__SELECTION__
The Mountain Where Rain Never Falls

The sixth in a series of seven fables/lessons/meditations on probability.

Another day of hiking brought the teacher and the student to an empty hut by a mountain stream. “We will rest here a while, and wash our clothes,” the teacher said.

When they had laid their clean clothes on sunny rocks to dry, the student pointed to the clouds gathering in the valley below. “Looks like rain. Should we be worried?”

“The rains have reached this place only once in the last 100 years,” the teacher said. “What is the probability that they will reach us today?”

The student thought for a moment. “Let’s say 30 storms reach the valley every year. Over 100 years, that’s 3,000 storms. But only one of them has reached the mountaintop here. So the probability is roughly 1 in 3000.”

“A very low probability,” the teacher nodded. Then she moved some of her half-dried clothes from the rocks to the inside of the hut. The student wondered why.

Later, the teacher plucked a blade of grass. “There is no dew,” she said. “This occurs less than once each month. What is the probability the rains reach us now?”

“Well, there’s no dew roughly 10 times per year,” the student said. “In the last century, that’s 1000 times. And at least 999 of those times, it didn’t rain. So the chances of rain are still at most 1 in 1000.” The teacher nodded, but moved more clothes inside nevertheless.

Later, a large brown bird flew directly overhead, barely 50 feet up. “The hawk-eagle flies low, just above the treetops,” the teacher said. “I glimpse such a sight only once a year. What is the probability the rain reaches us now?”

“Still small,” the student said. “The hawk-eagle flies low once a year, but it only rains once every century. So even if this is a sign of rain, the probability is still at most 1 in 100.” The teacher moved still more of her clothes inside the hut.

__RECORDS__
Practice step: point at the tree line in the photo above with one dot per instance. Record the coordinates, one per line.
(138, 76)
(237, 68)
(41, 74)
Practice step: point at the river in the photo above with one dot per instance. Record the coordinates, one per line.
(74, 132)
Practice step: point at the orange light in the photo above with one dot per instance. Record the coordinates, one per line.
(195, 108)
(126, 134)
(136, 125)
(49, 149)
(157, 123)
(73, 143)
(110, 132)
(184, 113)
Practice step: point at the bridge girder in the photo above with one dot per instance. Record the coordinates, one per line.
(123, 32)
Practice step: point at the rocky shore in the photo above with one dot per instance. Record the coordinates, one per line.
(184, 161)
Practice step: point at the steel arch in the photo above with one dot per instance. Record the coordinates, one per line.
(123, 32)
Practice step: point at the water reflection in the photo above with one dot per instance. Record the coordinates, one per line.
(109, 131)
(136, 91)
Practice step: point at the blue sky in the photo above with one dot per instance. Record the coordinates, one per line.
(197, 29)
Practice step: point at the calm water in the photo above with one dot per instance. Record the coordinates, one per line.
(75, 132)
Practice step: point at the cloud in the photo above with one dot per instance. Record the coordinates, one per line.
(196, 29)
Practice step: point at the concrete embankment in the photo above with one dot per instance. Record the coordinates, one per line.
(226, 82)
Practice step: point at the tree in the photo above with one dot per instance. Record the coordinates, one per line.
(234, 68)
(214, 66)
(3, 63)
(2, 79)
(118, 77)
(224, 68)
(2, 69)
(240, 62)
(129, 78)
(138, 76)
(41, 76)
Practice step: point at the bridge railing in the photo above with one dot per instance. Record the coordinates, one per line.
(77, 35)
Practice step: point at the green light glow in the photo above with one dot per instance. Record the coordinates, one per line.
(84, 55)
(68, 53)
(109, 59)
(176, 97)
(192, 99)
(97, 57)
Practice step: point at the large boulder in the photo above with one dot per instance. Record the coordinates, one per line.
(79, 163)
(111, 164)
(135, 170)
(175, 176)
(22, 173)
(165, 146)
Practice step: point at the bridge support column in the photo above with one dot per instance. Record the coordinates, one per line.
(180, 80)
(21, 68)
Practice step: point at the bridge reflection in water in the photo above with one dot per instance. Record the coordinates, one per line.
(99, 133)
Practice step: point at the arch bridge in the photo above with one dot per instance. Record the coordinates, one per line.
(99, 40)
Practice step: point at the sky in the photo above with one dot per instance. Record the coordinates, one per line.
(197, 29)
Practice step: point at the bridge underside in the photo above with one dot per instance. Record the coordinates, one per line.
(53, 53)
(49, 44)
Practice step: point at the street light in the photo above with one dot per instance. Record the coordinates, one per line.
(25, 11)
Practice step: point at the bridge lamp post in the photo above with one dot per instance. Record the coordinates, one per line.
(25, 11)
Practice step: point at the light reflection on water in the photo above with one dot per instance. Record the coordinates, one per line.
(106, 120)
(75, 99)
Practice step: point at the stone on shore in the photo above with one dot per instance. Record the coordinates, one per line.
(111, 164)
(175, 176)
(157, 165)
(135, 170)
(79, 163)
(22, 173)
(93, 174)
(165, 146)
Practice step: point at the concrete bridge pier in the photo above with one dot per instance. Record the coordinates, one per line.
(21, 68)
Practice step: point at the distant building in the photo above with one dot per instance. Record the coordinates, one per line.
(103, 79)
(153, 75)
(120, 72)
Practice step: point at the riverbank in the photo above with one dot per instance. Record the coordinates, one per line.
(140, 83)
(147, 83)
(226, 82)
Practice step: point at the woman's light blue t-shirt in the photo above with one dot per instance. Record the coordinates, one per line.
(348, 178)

__TASK SET__
a. Translate this sentence from the fable into Spanish: "Then she moved some of her half-dried clothes from the rocks to the inside of the hut."
b. Retype the part of the fable starting with "Another day of" and going on through "student wondered why.".

__THE RESPONSES__
a. Luego llevó parte de su ropa a medio secar desde las rocas al interior de la cabaña.

b.
Another day of hiking brought the teacher and the student to an empty hut by a mountain stream. “We will rest here a while, and wash our clothes,” the teacher said.

When they had laid their clean clothes on sunny rocks to dry, the student pointed to the clouds gathering in the valley below. “Looks like rain. Should we be worried?”

“The rains have reached this place only once in the last 100 years,” the teacher said. “What is the probability that they will reach us today?”

The student thought for a moment. “Let’s say 30 storms reach the valley every year. Over 100 years, that’s 3,000 storms. But only one of them has reached the mountaintop here. So the probability is roughly 1 in 3000.”

“A very low probability,” the teacher nodded. Then she moved some of her half-dried clothes from the rocks to the inside of the hut. The student wondered why.